_Provided records_:

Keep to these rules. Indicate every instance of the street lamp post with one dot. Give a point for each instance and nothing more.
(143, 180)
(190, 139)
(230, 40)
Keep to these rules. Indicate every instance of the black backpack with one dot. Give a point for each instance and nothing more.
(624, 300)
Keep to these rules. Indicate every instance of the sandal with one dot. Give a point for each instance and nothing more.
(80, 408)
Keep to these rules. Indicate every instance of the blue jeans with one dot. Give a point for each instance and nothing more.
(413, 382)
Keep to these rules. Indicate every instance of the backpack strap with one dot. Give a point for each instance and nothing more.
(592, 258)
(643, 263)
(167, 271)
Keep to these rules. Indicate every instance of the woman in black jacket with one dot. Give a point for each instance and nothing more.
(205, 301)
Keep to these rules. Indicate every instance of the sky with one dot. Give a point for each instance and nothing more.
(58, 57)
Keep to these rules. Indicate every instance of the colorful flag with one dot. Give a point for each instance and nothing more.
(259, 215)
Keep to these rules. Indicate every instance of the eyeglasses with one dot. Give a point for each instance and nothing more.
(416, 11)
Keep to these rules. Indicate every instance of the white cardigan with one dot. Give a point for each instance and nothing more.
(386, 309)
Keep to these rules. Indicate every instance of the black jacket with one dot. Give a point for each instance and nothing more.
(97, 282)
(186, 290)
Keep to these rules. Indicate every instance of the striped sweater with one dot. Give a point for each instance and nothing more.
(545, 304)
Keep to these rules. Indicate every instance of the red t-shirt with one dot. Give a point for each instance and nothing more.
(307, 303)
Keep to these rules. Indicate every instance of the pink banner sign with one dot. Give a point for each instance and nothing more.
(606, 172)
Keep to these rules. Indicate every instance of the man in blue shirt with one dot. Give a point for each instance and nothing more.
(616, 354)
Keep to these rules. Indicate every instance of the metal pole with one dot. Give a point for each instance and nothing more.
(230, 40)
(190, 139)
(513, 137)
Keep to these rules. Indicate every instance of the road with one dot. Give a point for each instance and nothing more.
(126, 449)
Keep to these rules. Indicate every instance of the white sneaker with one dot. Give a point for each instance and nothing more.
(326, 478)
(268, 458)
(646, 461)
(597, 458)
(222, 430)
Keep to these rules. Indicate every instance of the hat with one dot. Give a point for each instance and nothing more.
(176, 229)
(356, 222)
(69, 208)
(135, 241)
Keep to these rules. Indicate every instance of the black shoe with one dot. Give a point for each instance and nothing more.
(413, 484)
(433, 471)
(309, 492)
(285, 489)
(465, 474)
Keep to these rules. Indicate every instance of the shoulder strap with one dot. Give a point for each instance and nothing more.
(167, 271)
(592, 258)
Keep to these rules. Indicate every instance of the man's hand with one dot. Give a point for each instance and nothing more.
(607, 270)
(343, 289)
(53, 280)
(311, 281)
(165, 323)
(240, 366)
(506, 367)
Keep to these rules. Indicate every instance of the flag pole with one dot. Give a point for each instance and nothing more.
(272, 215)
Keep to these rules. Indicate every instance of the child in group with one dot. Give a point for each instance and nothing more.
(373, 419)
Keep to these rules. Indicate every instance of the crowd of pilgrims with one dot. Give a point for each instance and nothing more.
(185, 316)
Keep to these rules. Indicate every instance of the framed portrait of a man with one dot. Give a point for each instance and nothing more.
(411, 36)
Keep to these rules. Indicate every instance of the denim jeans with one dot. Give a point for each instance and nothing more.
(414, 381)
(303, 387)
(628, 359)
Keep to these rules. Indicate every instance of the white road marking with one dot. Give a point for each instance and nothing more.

_Exercise directions_: Print all of the data above again, keeping every line unchanged.

_Output for this task_:
Keep to these rules. Indicate every instance of the street lamp post with one dot. Give a point for each instance and nothing more.
(143, 180)
(190, 139)
(230, 40)
Keep to these rules. Indicate every instance of the black backpack with one dot. Give a point for each instance and nothing more.
(624, 300)
Keep to these rules. Indicate every instance of the sandal with one dot. Give a point for each instance and nothing more.
(80, 408)
Keep to these rules. Indicate every instance of the blue jeans with one dot. Give a point for each instance and nothing more.
(413, 382)
Keep to these rules. Indicate every instance of the backpack strap with one dot. Give a point for each instance and nothing more.
(592, 258)
(643, 263)
(167, 271)
Keep to these rules. Indicate every instance of the woman in black jacket with one dot. Give a point for each instance and nothing more.
(205, 301)
Keep to these rules. Indicate every instance of the sky with one dot. Give a point for each instance and nothing more.
(58, 57)
Keep to these rules. Indicate every instance of the colorful flag with one dot. Give a point for each instance and nothing more.
(259, 215)
Keep to these rules. Indicate every instance of the eyeglasses with one dot. Give a point for each instance and nothing more.
(416, 11)
Keep to these rules. Indicate every instance of the white cardigan with one dot. Give a point for each instance and nothing more.
(386, 309)
Keep to these rules. Indicate every instance of the black jacket with one dot. Give a point for each instance and nothing more.
(97, 282)
(186, 290)
Keep to these rules. Indicate every instance of the striped sweater with one dot. Give a point for each instance and nothing more.
(545, 304)
Keep to these rules. Indicate every instance of the red t-shirt with one dot. Give a point for each instance and nothing more.
(307, 303)
Keep to these rules. Indicate every instance of the pink banner sign with one dot. Give a point for each instance and nothing more.
(606, 172)
Keep to these rules. Indicate every instance of the man in blue shirt with one dot. Give a point for each instance and nothing more.
(616, 354)
Keep to these rules. Indicate every instance of the metal pole with one dot. Give a point for each instance and nothing more.
(230, 40)
(190, 139)
(513, 137)
Keep to these rules. Indicate every instance of the road with one dot. Give a point for each instance and nothing more.
(126, 449)
Keep to these rules. Indicate every instance of the white sneaker with one dot. Give a point for each instance and nothing more.
(326, 478)
(268, 458)
(646, 461)
(597, 458)
(222, 430)
Keep to these rules. Indicate every instance of the hat with one dot. Give a point for each instance and nothing more.
(176, 229)
(356, 222)
(69, 208)
(135, 241)
Keep to these rules. Indicate every instance of the black shoe with one dot. Give a point for each instance and nothing more.
(413, 484)
(433, 471)
(309, 492)
(285, 489)
(465, 474)
Keep to these rules. Indicate every instance of the shoulder strap with one dot. Give a point for each instance and nothing more.
(167, 271)
(592, 258)
Keep to these rules. Indicate every instance of the man's hand with one dot. Give a point for each instance and nothing more.
(607, 270)
(343, 289)
(53, 280)
(311, 281)
(165, 323)
(240, 366)
(506, 367)
Keep to these rules. Indicate every instance of the flag pole with one dot. Give a point for each instance and nothing more.
(272, 215)
Keep to these rules. Indicate every instance of the child in group with one dot. Give a point for each instance and nothing more.
(373, 419)
Keep to these rules. Indicate every instance of the crowd of pilgrims with one dot. Give a point for each instance and nothing more.
(185, 316)
Keep to these rules. Indicate every instance of the framed portrait of a man with one dot. Give a point for each instance and nothing more.
(411, 36)
Keep to these rules. Indicate every instance of the denim jeans with one dot. Give a point for each instance and nothing more.
(414, 381)
(303, 387)
(628, 359)
Keep to these rules. Indicate every instance of the white road marking with one dot. Give a point for each instance and nothing more.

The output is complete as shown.